• [SET TASK]: Print the following data line for line, without changing any of it, and omit the pictures from your output.

** START DATA ROWS **

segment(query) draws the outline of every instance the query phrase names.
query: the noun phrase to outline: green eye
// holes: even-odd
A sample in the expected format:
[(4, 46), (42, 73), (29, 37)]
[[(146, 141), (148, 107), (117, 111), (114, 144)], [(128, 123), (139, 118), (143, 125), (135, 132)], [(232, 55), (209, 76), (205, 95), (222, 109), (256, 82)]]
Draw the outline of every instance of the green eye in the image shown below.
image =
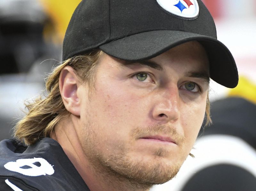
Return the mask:
[(185, 88), (189, 91), (193, 90), (196, 87), (196, 84), (194, 82), (187, 82), (185, 84)]
[(140, 81), (144, 81), (148, 77), (147, 73), (138, 73), (136, 74), (136, 76), (137, 79)]

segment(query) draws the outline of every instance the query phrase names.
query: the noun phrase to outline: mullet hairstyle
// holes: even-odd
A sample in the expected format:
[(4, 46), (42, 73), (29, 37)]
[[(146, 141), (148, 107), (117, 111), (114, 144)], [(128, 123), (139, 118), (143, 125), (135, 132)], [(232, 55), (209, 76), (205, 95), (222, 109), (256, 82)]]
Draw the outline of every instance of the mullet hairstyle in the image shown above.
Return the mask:
[[(84, 55), (74, 56), (55, 68), (46, 79), (47, 95), (25, 103), (28, 111), (15, 125), (14, 136), (27, 145), (33, 144), (44, 137), (50, 137), (58, 123), (70, 114), (65, 107), (59, 89), (61, 71), (66, 66), (70, 66), (79, 79), (88, 83), (92, 89), (94, 87), (94, 74), (103, 52), (100, 50), (95, 50)], [(207, 95), (205, 126), (212, 122), (210, 107)]]
[(84, 55), (74, 56), (55, 68), (46, 79), (47, 95), (25, 103), (28, 111), (15, 125), (14, 136), (27, 145), (33, 144), (41, 138), (50, 137), (58, 123), (70, 114), (65, 108), (60, 92), (59, 80), (61, 70), (66, 66), (70, 66), (79, 79), (88, 83), (91, 89), (94, 87), (93, 74), (102, 53), (101, 50), (96, 50)]

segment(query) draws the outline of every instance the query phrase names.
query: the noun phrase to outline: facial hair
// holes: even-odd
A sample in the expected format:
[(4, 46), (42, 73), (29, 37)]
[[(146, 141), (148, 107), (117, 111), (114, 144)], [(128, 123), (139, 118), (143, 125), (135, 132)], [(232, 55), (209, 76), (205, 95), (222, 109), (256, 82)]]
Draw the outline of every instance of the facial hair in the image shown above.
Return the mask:
[[(152, 155), (155, 157), (152, 162), (135, 160), (128, 154), (130, 148), (124, 143), (120, 143), (116, 149), (112, 148), (111, 154), (104, 154), (99, 146), (104, 142), (99, 138), (101, 137), (99, 136), (100, 133), (94, 131), (92, 128), (92, 125), (94, 124), (91, 121), (88, 122), (83, 128), (84, 151), (95, 170), (98, 170), (98, 172), (102, 174), (104, 171), (105, 176), (107, 174), (120, 181), (123, 182), (125, 180), (135, 187), (149, 188), (154, 185), (163, 183), (173, 178), (184, 162), (178, 161), (175, 164), (164, 162), (161, 158), (166, 155), (167, 151), (162, 147), (152, 149)], [(134, 129), (130, 133), (131, 143), (140, 137), (160, 133), (172, 137), (180, 145), (184, 142), (184, 137), (179, 135), (175, 129), (158, 125), (138, 127)]]

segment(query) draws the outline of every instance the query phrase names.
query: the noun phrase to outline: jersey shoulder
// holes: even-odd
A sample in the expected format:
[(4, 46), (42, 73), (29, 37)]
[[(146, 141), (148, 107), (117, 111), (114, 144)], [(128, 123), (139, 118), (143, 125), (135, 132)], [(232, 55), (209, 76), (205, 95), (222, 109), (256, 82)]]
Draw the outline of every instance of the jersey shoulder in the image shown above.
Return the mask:
[(4, 140), (0, 142), (0, 186), (13, 185), (20, 189), (17, 190), (89, 190), (52, 139), (28, 147), (15, 139)]

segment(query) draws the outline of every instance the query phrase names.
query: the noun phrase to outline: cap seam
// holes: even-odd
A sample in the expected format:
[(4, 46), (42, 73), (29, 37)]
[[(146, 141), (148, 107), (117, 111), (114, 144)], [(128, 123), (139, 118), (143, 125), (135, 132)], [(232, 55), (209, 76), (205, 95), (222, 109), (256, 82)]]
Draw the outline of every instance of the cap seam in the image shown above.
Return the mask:
[(108, 0), (108, 7), (109, 7), (109, 11), (108, 11), (108, 22), (109, 22), (109, 35), (108, 36), (108, 39), (110, 39), (110, 37), (111, 36), (111, 22), (110, 22), (110, 0)]

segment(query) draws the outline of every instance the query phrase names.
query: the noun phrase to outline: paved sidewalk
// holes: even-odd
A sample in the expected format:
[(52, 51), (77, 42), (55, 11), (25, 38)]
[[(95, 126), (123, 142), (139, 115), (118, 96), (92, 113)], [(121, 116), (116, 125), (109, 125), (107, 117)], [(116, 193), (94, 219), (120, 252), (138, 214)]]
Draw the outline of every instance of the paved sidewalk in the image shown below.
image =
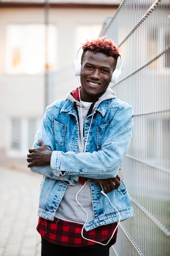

** END DATA ROWS **

• [THE SOLUTION]:
segment(query) draws the outline of every instance the query phrase names.
query: the noun phrase to outline: green eye
// holes: even-odd
A sample in the expected format:
[(4, 46), (42, 73), (29, 37)]
[[(146, 141), (148, 107), (117, 111), (114, 144)], [(128, 123), (139, 118), (143, 125), (135, 132)], [(232, 55), (209, 76), (205, 95), (222, 109), (256, 82)]]
Draw the outline of every instance of the green eye in the image shown below.
image =
Return the mask:
[(185, 88), (189, 91), (193, 90), (196, 87), (196, 84), (194, 82), (187, 82), (185, 84)]
[(140, 81), (144, 81), (148, 77), (147, 73), (138, 73), (136, 74), (136, 76), (137, 79)]

segment(query) draws the outline of every instance the query phrase names.
query: the noun phrase to outline: mullet hairstyle
// holes: even-odd
A sample in the expected format:
[(4, 46), (42, 73), (29, 37)]
[[(146, 141), (148, 107), (117, 111), (114, 144)], [(128, 123), (139, 118), (143, 125), (135, 132)], [(232, 55), (209, 76), (205, 95), (222, 109), (256, 82)]]
Draw the outline of every instance of the mullet hairstyle in the image shown above.
Return the mask:
[[(84, 55), (74, 56), (55, 68), (46, 79), (47, 95), (25, 103), (28, 111), (15, 125), (14, 136), (27, 145), (33, 144), (44, 137), (50, 137), (58, 123), (70, 114), (65, 107), (59, 89), (61, 71), (66, 66), (70, 66), (79, 79), (88, 83), (92, 89), (94, 87), (94, 74), (103, 52), (100, 50), (95, 50)], [(207, 95), (205, 126), (212, 122), (210, 107)]]
[(84, 55), (74, 56), (55, 68), (46, 79), (47, 95), (25, 103), (28, 111), (15, 125), (14, 136), (27, 145), (33, 144), (41, 138), (50, 137), (58, 123), (70, 114), (65, 108), (60, 92), (59, 80), (61, 70), (66, 66), (70, 66), (79, 79), (88, 83), (91, 89), (94, 87), (93, 74), (102, 53), (101, 50), (96, 50)]

segment(query) draws the outline of every instance the query phrase names.
query: the noun phrase to outline: facial hair
// holes: even-odd
A sample in the expected format:
[(4, 46), (42, 73), (29, 37)]
[[(146, 141), (148, 107), (117, 111), (114, 144)], [(128, 123), (139, 118), (143, 125), (135, 132)], [(232, 55), (209, 76), (205, 95), (222, 109), (256, 82)]]
Draw the outline of every instance of the facial hair in the image shown above.
Return the mask:
[[(152, 155), (155, 157), (152, 162), (135, 160), (128, 154), (130, 148), (124, 143), (120, 143), (116, 149), (112, 148), (111, 154), (104, 154), (99, 146), (104, 142), (99, 138), (101, 137), (99, 136), (100, 133), (94, 131), (92, 128), (92, 125), (94, 124), (91, 121), (88, 122), (83, 128), (84, 151), (95, 170), (98, 170), (98, 172), (102, 174), (104, 171), (105, 176), (107, 174), (120, 181), (123, 182), (125, 180), (135, 187), (149, 188), (154, 185), (163, 183), (173, 178), (184, 162), (178, 161), (175, 164), (164, 162), (161, 158), (166, 155), (167, 151), (162, 147), (152, 149)], [(134, 129), (130, 133), (131, 143), (140, 137), (160, 133), (172, 137), (180, 145), (184, 142), (184, 137), (179, 135), (175, 129), (158, 125), (138, 127)]]

segment(query) draws the outline of every instance the query phrase names.
query: the noun phrase to outline: jersey shoulder
// holes: even-odd
A sample in the expected format:
[(4, 46), (42, 73), (29, 37)]
[[(146, 141), (148, 107), (117, 111), (114, 144)], [(128, 123), (139, 118), (143, 125), (135, 132)], [(232, 55), (209, 76), (205, 95), (222, 109), (256, 82)]]
Draw the outline of every instance of the jersey shoulder in the image shown above.
Return the mask:
[(4, 140), (0, 142), (0, 186), (13, 185), (20, 189), (17, 190), (89, 190), (52, 139), (28, 147), (15, 139)]

segment(query) draws the outline of every instance the query phrase names.
query: the noun phrase to outline: cap seam
// holes: even-odd
A sample in the expected format:
[(4, 46), (42, 73), (29, 37)]
[[(146, 141), (148, 107), (117, 111), (114, 144)], [(128, 123), (139, 118), (143, 125), (135, 132)], [(232, 55), (209, 76), (205, 95), (222, 109), (256, 82)]]
Draw the outline of every instance of the cap seam in the image shown above.
Return the mask:
[(108, 0), (108, 7), (109, 7), (109, 11), (108, 11), (108, 22), (109, 22), (109, 35), (108, 36), (108, 39), (110, 39), (110, 37), (111, 36), (111, 22), (110, 22), (110, 0)]

segment(query) draws the outline of every instance the query phrase names.
query: the noun phrase to outline: paved sidewalk
// holes: even-odd
A sample in the expected format:
[(52, 51), (77, 42), (55, 11), (25, 38)]
[[(95, 126), (123, 142), (139, 115), (118, 96), (92, 113)], [(121, 116), (116, 125), (109, 125), (107, 117)], [(116, 193), (94, 219), (120, 252), (138, 214)]]
Draw the outline of every instance of the paved sidewalk in the image shown below.
image =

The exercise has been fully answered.